Pendanaan Batu Bara kian Surut, Evaluasi Perpanjangan PKP2B
Penulis : Raden Ariyo Wicaksono
Tambang
Senin, 18 Juli 2022
Editor : Sandy Indra Pratama
BETAHITA.ID - Standard Chartered, salah satu bank terbesar di Inggris menghentikan dukungan pendanaan ke perusahaan batu bara terbesar kedua di Indonesia, PT Adaro Indonesia Tbk. Kebijakan ini keluar setelah meningkatnya tekanan publik dari para aktivis lingkungan perihal keterlibatan bank dengan Adaro.
Sejak 2006, Standard Chartered telah menyediakan dana sebesar USD434 juta untuk grup Adaro. Pada April 2021, Standard Chartered mengambil bagian dalam sindikasi pinjaman US$400 juta untuk Adaro. Padahal model Standard Chartered untuk menilai risiko transisi iklim, menyebutkan bahwa semua komponen batu bara dinilai selaras dengan risiko 6 derajat pemanasan global.
Penghentian pendanaan Standard Chartered terhadap tambang batu bara PT Adaro ini dikonfirmasi oleh bank Inggris tersebut melalui surat elektronik yang disampaikan kepada Market Forces. Juru Kampanye Market Forces, Nabilla Gunawan menilai, Standard Chartered semestinya memutuskan penghentian pendanaan ini sejak dulu. Keputusan Standard Chartered ini harusnya menjadi sinyal kepada pemberi pinjaman Adaro lainnya, untik mengakhiri semua pembiayaan kepada Adaro.
"Pemberi pinjaman lain seperti HSBC, SMBC, Mizuho, OCBC dan CIMB, memiliki kebijakan pengecualian batu bara, tetapi masih masih membiayai Adaro. Jika kebijakan pengecualian batu bara tersebut benar, maka pemberi pinjaman ini harus segara berkomitmen untuk meninggalkan Adaro. Tanpa tindakan apapun untuk menghentikan pinjaman Adaro, kebijakan ini hanya basa-basi," kata Nabilla, dalam media briefing yang digelar secara virtual, Kamis (14/7/2022).

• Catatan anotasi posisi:
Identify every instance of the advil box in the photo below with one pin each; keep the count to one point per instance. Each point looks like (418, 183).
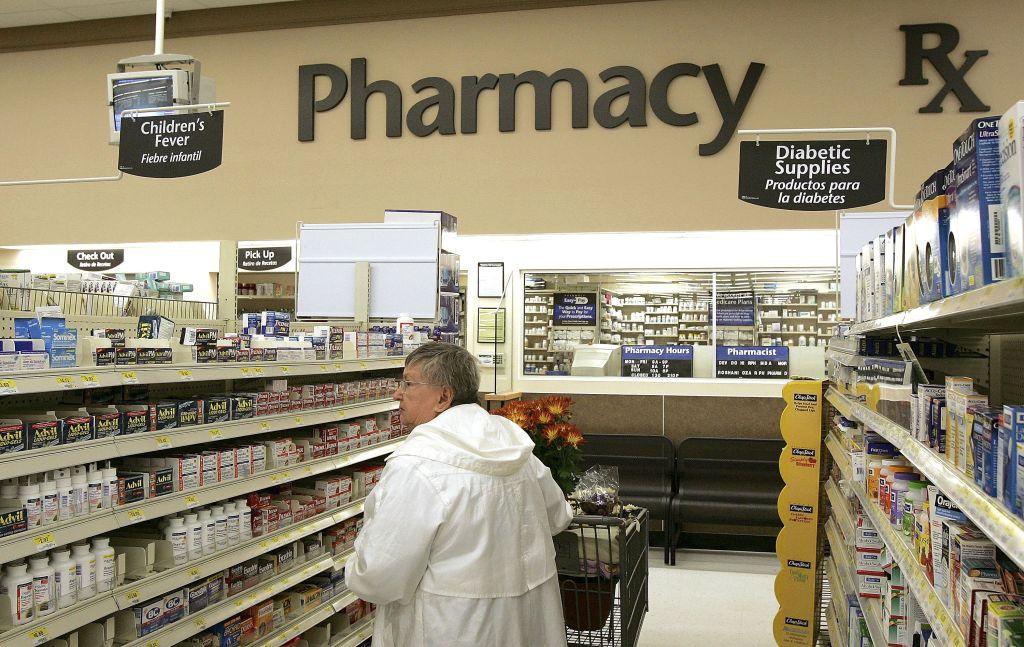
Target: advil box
(977, 226)
(1011, 179)
(931, 230)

• PETUNJUK KERJA:
**1)** Terjemahkan ke dalam bahasa Inggris kalimat berikut dari artikel tentang pendanaan batu bara: "Sejak 2006, Standard Chartered telah menyediakan dana sebesar USD434 juta untuk grup Adaro."
**2)** Lanjutkan artikel tentang pendanaan batu bara di atas, dimulai setelah kalimat terakhir yang ditampilkan.

• HASIL TUGAS:
**1)** Since 2006, Standard Chartered has provided funding of USD434 million to the Adaro group.

**2)**
Kontrak perusahaan pemegang Perjanjian Karya Pengusahaan Pertambangan Batu Bara (PKP2B) PT Adaro akan segera berakhir pada 1 Oktober 2022 mendatang. Sementara, Adaro masih memiliki cadangan batu bara sebesar 1,1 miliar ton, dan berencana akan menggali seluruh cadangan batu bara tersebut selama 20 tahun ke depan. Apabila seluruh cadangan batu bara Adaro ini dibakar untuk bahan bakar pembangkit listrik, maka berpotensi akan menghasilkan emisi yang sama dengan emisi tahunan India.
Peneliti dan Manager Program Trend Asia, Andri Prasetiyo menuturkan, dengan penguatan komitmen iklim dan gelombang percepatan transisi energi di banyak negara akan membawa konsekuensi, yang mana banyak bank yang mulai menarik diri dari pendanaan batu bara. Sehingga saat ini, perusahaan pemegang PKP2B yang sedang dalam proses memperpanjang izin operasi mengalami banyak hambatan. Prosesnya tidak akan berjalan dengan mulus, terutama akibat tekanan dari sisi pasar dan masyarakat.
"Kondisi akan semakin sulit karena ke depan akan ada relasi yang timpang. Industri batu bara butuh dukungan dari lembaga finansial. Tetapi lembaga finansial tidak lagi membutuhkan sektor ini, karena pertimbangan risiko bisnis dan reputasi jika tetap mendanai sektor batu bara," kata Andri.
Pada 2021, Adaro telah memproduksi sekitar 54 juta ton batu bara, dan berencana akan meningkatkan produksi batu baranya menjadi 60 juta ton pada 2022. Adaro tidak memiliki rencana dengan metrik dan target yang jelas untuk mengurangi ketergantungannya terhadap batu bara. Itu berarti Adaro berada di jalur yang tidak sesuai dengan standar Net Zero Emition 2050 oleh International Energy Agency (IEA) yang menyatakan tidak boleh ada tambang batu bara setelah 2021.
Perwakilan Standard Chartered menegaskan, berdasarkan Power Generatin Position Statement, maka Standard Chartered tidak dapat lagi mendukung PT Adaro Indonesia Tbk. karena perusahaan ini 100 persen bergantung pada bisnis batu bara termal.
Kebijakan Standard Chartered juga menyatakan, bahwa pada 2024 Standard Chartered hanya akan memberikan pinjaman kepada perusahaan batu bara yang memperoleh kuran dari 80 persen pendapatannya dari batu bara. Kebijakan itu secara alami akan mengecualikan Adaro, karena memperoleh 96 persen pendapatannya dari batu bara pada 2021 tanpa rencana pengurangan.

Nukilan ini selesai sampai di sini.